Written exercise
Edit the entries below so that every "cloudy sky" becomes "overcast sky", keeping everything else unchanged. Omit the pictures from your answer.

Extracted entries
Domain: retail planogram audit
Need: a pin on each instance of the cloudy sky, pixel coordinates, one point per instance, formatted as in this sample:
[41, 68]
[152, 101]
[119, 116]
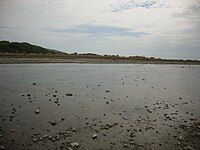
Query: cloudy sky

Written response
Domain: retail planogram audit
Need: a pin on each instance of the overcast sky, pixel coordinates, one point per instance, formatted as in this sample:
[41, 68]
[152, 101]
[119, 116]
Query: overcast sky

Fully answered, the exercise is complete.